# Camp Cherry Log



## krsmitty (Jan 21, 2011)

In North Georgia. Anyone been there?


----------



## H2H1 (Jan 21, 2011)

Re: Camp Cherry Log

hey Ken I live here in Ga just where is it located?


----------



## krsmitty (Jan 21, 2011)

Re: Camp Cherry Log

Google map link

http://maps.google.com/maps?f=d&source=s_d&saddr=Midland,+GA+31820&daddr=983+Little+Rock+Creek+Road,+Cherry+Log,+GA+30522+(CAMP+CHERRYLOG+(RV+PARK))&hl=en&geocode=FQAN8QEdrKPx-im__p9bWjbziDGaxUpNV9dwZQ%3BFX9iEgId2L_4-iGGVwFrJKjTeQ&mra=pd&mrcr=0&sll=33.779147,-84.979248&sspn=4.857256,7.064209&ie=UTF8&ll=33.751748,-85.330811&spn=4.858807,7.064209&t=h&z=7


----------



## H2H1 (Jan 21, 2011)

Re: Camp Cherry Log

OK it is up in Ellijay GA. Read some reviews, sites are very small, RV with slide out will have some trouble, no pull thru's, no wifi. This is an old camp in rural GA. peaceful and quite


----------



## krsmitty (Jan 21, 2011)

Re: Camp Cherry Log

Thanks...Dealer where we bought our 5er gave us a free week of camping there. Wanted to see if it was worth the 10-12 hour drive to get there.


----------



## H2H1 (Jan 21, 2011)

Re: Camp Cherry Log

Ken if you want piece and quite, well this is the place. If you are towing there is plenty of sites to see in and around there. Stone Mtn. in Atlanta not that far away. If I can help you out let me know. Also look it up on the web. www.camp cherry log.com


----------



## krsmitty (Jan 21, 2011)

Re: Camp Cherry Log

Thank you sir. They don't open until 3/15. So have a few months to decide.


----------



## H2H1 (Jan 21, 2011)

Dataset entries —
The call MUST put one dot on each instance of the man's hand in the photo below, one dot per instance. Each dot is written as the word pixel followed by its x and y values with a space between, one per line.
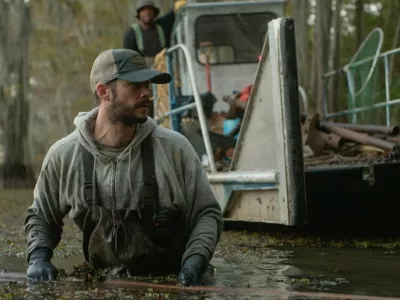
pixel 191 271
pixel 40 268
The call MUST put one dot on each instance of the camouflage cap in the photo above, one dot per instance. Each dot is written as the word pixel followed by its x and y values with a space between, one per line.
pixel 126 65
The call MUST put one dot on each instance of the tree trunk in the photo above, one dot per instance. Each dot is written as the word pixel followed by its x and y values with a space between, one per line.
pixel 335 55
pixel 321 50
pixel 359 23
pixel 16 170
pixel 300 13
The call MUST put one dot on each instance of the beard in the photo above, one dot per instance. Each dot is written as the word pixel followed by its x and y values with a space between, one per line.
pixel 126 114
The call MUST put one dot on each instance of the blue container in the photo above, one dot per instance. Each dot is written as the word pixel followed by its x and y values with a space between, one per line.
pixel 229 125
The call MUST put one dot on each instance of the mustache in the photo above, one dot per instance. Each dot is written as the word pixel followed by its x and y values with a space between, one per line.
pixel 143 103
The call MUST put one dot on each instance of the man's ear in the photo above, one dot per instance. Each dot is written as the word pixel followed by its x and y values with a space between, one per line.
pixel 101 90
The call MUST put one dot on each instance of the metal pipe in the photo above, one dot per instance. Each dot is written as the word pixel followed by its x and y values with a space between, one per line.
pixel 357 137
pixel 176 111
pixel 199 105
pixel 332 140
pixel 244 177
pixel 365 60
pixel 371 129
pixel 363 108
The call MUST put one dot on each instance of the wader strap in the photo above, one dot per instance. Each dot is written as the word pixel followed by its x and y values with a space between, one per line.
pixel 150 188
pixel 138 36
pixel 161 36
pixel 88 166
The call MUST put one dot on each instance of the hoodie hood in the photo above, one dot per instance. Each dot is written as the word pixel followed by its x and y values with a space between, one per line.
pixel 85 136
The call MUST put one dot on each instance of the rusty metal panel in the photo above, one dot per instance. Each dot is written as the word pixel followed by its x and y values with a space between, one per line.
pixel 270 138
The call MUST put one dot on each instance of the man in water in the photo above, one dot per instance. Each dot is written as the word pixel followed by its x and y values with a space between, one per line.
pixel 136 190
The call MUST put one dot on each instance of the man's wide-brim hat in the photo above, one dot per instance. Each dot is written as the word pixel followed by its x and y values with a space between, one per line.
pixel 147 3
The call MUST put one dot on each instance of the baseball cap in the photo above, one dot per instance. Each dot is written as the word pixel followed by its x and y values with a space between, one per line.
pixel 124 64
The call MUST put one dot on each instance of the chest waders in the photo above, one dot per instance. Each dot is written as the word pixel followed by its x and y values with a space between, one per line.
pixel 143 242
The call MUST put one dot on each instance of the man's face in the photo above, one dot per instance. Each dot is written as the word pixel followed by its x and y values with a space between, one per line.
pixel 146 14
pixel 129 102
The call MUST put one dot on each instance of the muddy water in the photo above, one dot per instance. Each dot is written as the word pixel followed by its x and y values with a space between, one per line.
pixel 243 262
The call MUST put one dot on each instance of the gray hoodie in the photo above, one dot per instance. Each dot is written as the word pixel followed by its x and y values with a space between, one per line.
pixel 182 181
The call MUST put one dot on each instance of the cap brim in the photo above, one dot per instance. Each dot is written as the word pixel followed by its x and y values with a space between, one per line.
pixel 153 75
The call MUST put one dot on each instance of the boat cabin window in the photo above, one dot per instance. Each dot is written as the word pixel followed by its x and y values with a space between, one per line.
pixel 231 38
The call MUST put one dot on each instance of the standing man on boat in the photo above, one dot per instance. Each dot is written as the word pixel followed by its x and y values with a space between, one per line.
pixel 137 190
pixel 150 35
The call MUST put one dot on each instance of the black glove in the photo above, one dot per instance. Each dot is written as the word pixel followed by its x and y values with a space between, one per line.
pixel 40 267
pixel 191 270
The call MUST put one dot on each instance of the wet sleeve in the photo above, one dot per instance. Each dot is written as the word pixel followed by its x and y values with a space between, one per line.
pixel 203 217
pixel 129 40
pixel 44 218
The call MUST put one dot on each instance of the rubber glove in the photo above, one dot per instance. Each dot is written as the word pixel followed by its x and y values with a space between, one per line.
pixel 191 270
pixel 40 268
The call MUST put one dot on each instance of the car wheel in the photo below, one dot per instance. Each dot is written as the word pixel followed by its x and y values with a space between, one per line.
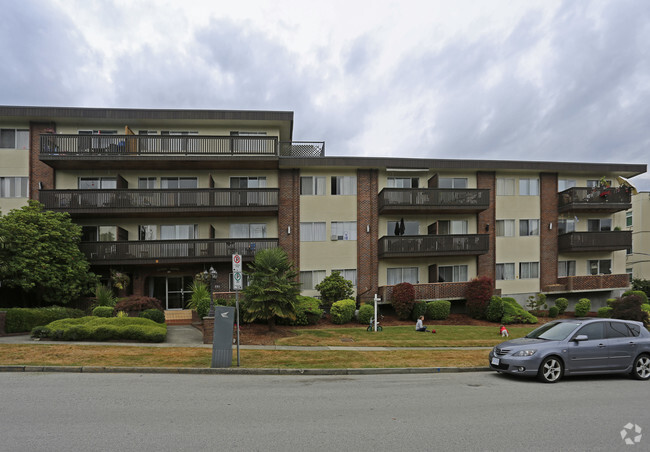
pixel 641 367
pixel 551 370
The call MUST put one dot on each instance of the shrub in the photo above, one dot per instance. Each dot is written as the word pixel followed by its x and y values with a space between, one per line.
pixel 342 311
pixel 153 314
pixel 438 309
pixel 137 303
pixel 403 300
pixel 495 309
pixel 103 311
pixel 583 306
pixel 562 304
pixel 366 312
pixel 605 312
pixel 22 320
pixel 478 296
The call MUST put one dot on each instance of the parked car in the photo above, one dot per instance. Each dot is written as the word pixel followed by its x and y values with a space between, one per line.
pixel 577 347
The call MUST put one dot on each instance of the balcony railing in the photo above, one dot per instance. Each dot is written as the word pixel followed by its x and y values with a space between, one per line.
pixel 433 245
pixel 594 241
pixel 415 200
pixel 211 201
pixel 597 199
pixel 172 251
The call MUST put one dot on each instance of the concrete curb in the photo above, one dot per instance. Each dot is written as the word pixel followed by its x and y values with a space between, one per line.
pixel 243 370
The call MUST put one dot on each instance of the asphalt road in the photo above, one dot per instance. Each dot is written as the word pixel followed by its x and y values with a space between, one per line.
pixel 446 412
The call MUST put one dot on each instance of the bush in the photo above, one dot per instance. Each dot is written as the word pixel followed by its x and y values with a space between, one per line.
pixel 562 304
pixel 403 300
pixel 583 306
pixel 495 309
pixel 137 304
pixel 103 311
pixel 103 329
pixel 342 311
pixel 605 312
pixel 366 312
pixel 479 292
pixel 153 314
pixel 22 320
pixel 438 309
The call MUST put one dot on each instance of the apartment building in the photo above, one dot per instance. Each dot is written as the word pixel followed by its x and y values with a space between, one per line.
pixel 165 194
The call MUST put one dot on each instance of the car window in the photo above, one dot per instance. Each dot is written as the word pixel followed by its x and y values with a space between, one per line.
pixel 593 331
pixel 617 329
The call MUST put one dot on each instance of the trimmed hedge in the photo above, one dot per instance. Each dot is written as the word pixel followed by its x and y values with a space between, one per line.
pixel 103 329
pixel 438 309
pixel 22 320
pixel 342 311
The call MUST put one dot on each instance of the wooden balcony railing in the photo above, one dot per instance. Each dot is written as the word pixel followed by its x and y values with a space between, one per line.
pixel 433 245
pixel 594 241
pixel 415 200
pixel 597 199
pixel 172 251
pixel 211 201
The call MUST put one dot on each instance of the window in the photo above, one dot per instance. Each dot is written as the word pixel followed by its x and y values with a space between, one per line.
pixel 452 182
pixel 403 182
pixel 528 227
pixel 344 185
pixel 248 231
pixel 344 230
pixel 566 268
pixel 14 187
pixel 599 267
pixel 528 270
pixel 505 187
pixel 505 271
pixel 349 274
pixel 405 274
pixel 452 273
pixel 597 225
pixel 528 187
pixel 310 279
pixel 312 185
pixel 410 227
pixel 505 228
pixel 565 184
pixel 312 232
pixel 14 138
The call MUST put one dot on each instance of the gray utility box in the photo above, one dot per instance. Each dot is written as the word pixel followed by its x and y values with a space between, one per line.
pixel 224 320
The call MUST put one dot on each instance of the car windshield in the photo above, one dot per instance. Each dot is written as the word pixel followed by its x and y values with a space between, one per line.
pixel 554 331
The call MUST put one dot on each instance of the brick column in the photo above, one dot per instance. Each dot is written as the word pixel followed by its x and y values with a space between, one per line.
pixel 486 262
pixel 38 171
pixel 367 215
pixel 289 214
pixel 548 249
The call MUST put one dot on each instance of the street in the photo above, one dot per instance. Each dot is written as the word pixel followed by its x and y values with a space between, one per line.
pixel 464 411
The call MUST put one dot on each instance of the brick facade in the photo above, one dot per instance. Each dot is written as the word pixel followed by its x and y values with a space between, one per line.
pixel 548 230
pixel 367 252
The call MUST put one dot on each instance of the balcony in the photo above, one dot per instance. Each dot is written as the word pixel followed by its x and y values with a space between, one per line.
pixel 154 202
pixel 596 200
pixel 433 245
pixel 428 200
pixel 172 251
pixel 577 242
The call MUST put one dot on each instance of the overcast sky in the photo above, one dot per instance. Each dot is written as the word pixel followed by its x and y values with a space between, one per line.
pixel 515 80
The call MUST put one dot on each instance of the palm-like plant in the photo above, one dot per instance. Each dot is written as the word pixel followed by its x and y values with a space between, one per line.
pixel 273 290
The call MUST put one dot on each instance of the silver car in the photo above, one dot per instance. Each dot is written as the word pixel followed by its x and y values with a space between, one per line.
pixel 576 347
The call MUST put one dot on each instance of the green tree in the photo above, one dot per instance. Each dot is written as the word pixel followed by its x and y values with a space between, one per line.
pixel 41 256
pixel 334 288
pixel 273 290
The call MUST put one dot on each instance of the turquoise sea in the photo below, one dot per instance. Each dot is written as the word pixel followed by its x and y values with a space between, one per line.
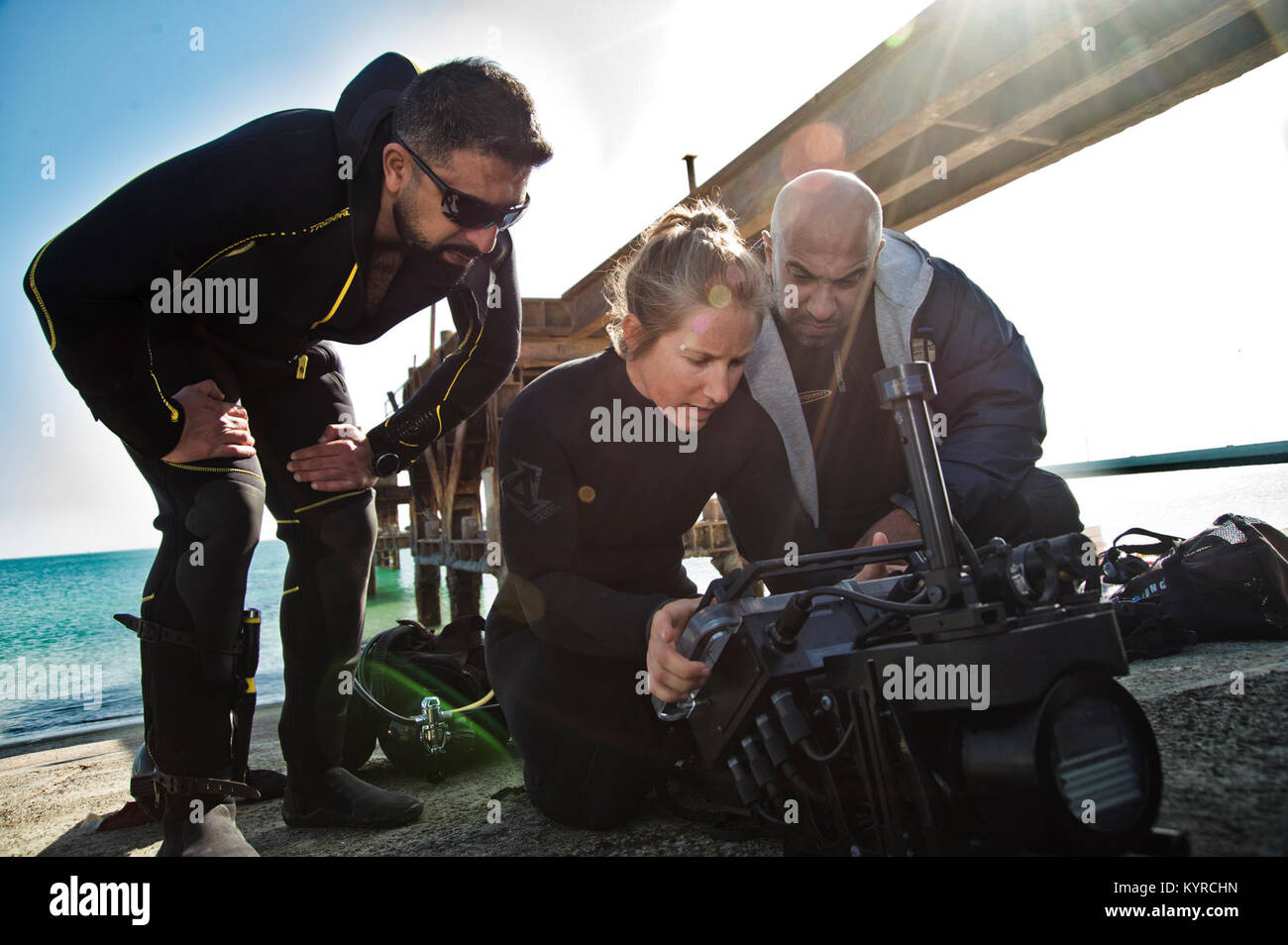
pixel 56 612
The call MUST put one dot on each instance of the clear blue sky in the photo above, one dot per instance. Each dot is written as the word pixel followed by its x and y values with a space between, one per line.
pixel 1127 265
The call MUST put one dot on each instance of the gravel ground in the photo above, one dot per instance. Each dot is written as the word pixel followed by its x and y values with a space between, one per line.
pixel 1225 764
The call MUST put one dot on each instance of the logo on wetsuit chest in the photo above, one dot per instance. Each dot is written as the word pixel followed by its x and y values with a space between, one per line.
pixel 519 488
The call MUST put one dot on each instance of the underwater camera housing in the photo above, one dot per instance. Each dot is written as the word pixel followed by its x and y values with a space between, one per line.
pixel 962 707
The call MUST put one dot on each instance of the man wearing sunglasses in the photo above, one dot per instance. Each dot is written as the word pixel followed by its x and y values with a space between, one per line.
pixel 192 310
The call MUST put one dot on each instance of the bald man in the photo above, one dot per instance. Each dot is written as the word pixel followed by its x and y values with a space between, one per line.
pixel 854 297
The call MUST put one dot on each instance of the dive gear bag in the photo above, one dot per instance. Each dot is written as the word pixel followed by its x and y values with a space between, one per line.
pixel 1228 582
pixel 424 696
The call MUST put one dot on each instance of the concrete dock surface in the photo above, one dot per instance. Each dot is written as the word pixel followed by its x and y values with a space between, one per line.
pixel 1225 769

Tasks for this exercise —
(1) Rewrite the part of the Camp Cherry Log thread starting with "OK it is up" and going on through "to get there.", putting "Blue Ridge" in place of "Ellijay".
(2) From the Camp Cherry Log thread, list every drawback of the campground that H2H1 reports after reading reviews.

Solution list —
(1)
OK it is up in Blue Ridge GA. Read some reviews, sites are very small, RV with slide out will have some trouble, no pull thru's, no wifi. This is an old camp in rural GA. peaceful and quite


----------



## krsmitty (Jan 21, 2011)

Re: Camp Cherry Log

Thanks...Dealer where we bought our 5er gave us a free week of camping there. Wanted to see if it was worth the 10-12 hour drive to get there.

(2)
- Sites are very small.
- An RV with a slide out will have some trouble.
- There are no pull-throughs.
- There is no Wi-Fi.